Records from a data collection —

>>>

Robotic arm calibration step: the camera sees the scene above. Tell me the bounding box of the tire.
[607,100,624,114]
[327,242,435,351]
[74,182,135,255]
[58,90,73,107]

<<<

Exercise aim — Put the lines above into a numbered list, leaving out any blank lines.

Expected answer —
1. Robotic arm calibration step: the camera sees the scene above. Tell me the bounding box of the tire.
2. [607,100,624,114]
3. [327,242,435,351]
4. [74,182,135,255]
5. [58,90,73,107]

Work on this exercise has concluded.